Я продолжал находиться в курсе происходившей в Думе политической борьбы, посещая устраивавшиеся от времени до времени в Петербурге конференции партии Народной Свободы, но этим ограничивалось все мое участие в политике. Отчасти я был этому рад, ибо около трех лет провел в бурлящем котле политических страстей и вынужденный отдых был мне приятен. Много работал и много времени проводил в своей все возрастающей семье.
Так тихо проходила зима 1907–1908 года. Но если я устранился от политики, то политика от меня не устранилась. Ранней весной я заболел и лежал в 40-градусной температуре. Вдруг ночью сильный звонок. Это полиция явилась с обыском. Одевшись и войдя в свой кабинет, я увидел нескольких жандармов с офицером во главе. Мне предъявили приказ севастопольского жандармского управления о производстве у меня обыска и о моем аресте. Обыск производился чрезвычайно тщательный. Особняк, в котором мы жили, был оцеплен городовыми с винтовками, а жандармы, вошедшие в дом, шарили везде, где только было возможно: тщательно обыскали все комнаты, залезали руками под тюфяки, на которых спали дети, лазили на чердак… Казалось, точно ищут у меня склад оружия и ожидают вооруженного сопротивления. Часов в пять утра обыск был окончен. Жандармы забрали с собой целые вороха исписанной бумаги и предложили мне отправиться в тюрьму. Мое заявление о болезни не было принято во внимание. Наскоро собрав необходимые вещи, я сел на стоявшего у подъезда извозчика и в сопровождении жандармского унтер-офицера покатил по пустым улицам Симферополя. Солнце еще не встало, но уже было светло. Утренний бодрящий воздух был насыщен пряным запахом цветущих акаций. Из-за сильного жара я чувствовал полную апатию. Все, что со мной происходило, казалось каким-то отдаленным, но приятно нежил свежий, душистый воздух. Въехали во двор тюрьмы, и жандарм провел меня в канцелярию, где дремал за столом жирный человек в штатском. Он вяло поднял на нас свои осоловелые глаза и стал записывать меня в книгу тюремного живого инвентаря. Услышав мою фамилию, толстяк сделал любезное лицо и предложил сесть.

▶ **Исходные данные**

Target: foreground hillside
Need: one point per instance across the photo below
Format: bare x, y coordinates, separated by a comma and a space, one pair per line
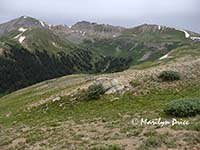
51, 114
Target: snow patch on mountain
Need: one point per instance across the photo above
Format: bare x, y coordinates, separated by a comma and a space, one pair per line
195, 38
17, 36
187, 35
163, 57
42, 23
22, 29
21, 39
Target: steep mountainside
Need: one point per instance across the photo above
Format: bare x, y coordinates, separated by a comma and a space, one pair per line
32, 51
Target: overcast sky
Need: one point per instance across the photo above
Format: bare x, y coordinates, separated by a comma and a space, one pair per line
175, 13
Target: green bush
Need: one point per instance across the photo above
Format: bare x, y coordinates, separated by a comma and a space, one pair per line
183, 107
94, 91
169, 75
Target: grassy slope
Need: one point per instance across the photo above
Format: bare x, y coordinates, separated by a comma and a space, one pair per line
108, 109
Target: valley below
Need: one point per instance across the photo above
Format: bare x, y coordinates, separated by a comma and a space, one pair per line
87, 87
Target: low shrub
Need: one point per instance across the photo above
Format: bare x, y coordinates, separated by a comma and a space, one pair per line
169, 75
94, 91
183, 107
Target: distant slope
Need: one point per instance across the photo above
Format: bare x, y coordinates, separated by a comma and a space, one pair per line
32, 51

▶ **Задания**
1. Какое жандармское управление, согласно фрагменту воспоминаний об аресте, выдало приказ об обыске и аресте?
2. Перечислите все места, которые, согласно фрагменту воспоминаний об аресте, обыскивали жандармы в доме.
3. Продолжите фрагмент воспоминаний об аресте с того места, где он заканчивается.

▶ **Ответы к заданиям**
1. Севастопольское жандармское управление.

2. Все комнаты, тюфяки, на которых спали дети, чердак.

3.
Жандарм ушел, и мы остались вдвоем.
— Уж извините, ваше сиятельство, что вам придется здесь просидеть часика полтора, пока проснется начальник тюрьмы. Я не имею распоряжения об отводе вам камеры. Чаю не хотите ли?
Измученный бессонной ночью, я с большой охотой принял его предложение.
— Мишка, разогрей-ка самоварчик!
Из-за перегородки выскочил юный дежурный писаренок и стал раздувать самовар. За чаем началась беседа.
Неожиданно для меня оказалось, что добродушный толстяк, которого я принял за свое тюремное начальство, был моим товарищем по заключению, мелитопольским исправником, недавно приговоренным к тюрьме за лихоимство, мздоимство и растрату казенных денег. Начальник тюрьмы поручил ему заведовать тюремной канцелярией. Ему разрешили поэтому ходить в штатском платье, а в свободное от занятий время он мог даже выходить из тюрьмы и разгуливать по городу.
Горячий чай привел в порядок мои мысли, и я решил использовать расположение ко мне этого добродушного взяточника.
— Скажите, — спросил я его, — нельзя ли мне послать телеграмму моей сестре в Петербург?
— Отчего же, сделайте одолжение, — любезно ответил он, — садитесь за мой стол и пишите. Мишка, сейчас побежишь на вокзал и пошлешь телеграмму его сиятельства, слышишь!
Я телеграфировал сестре, что арестован, и просил хлопотать, чтобы меня по случаю болезни отпустили на поруки.
Только в России могли происходить такие эпизоды! Политический преступник из тюрьмы посылает телеграмму на основании разрешения, полученного от уголовного преступника! Так добродушный произвол нравов смягчал суровый произвол управления. Бывали, конечно, и обратные случаи, но реже.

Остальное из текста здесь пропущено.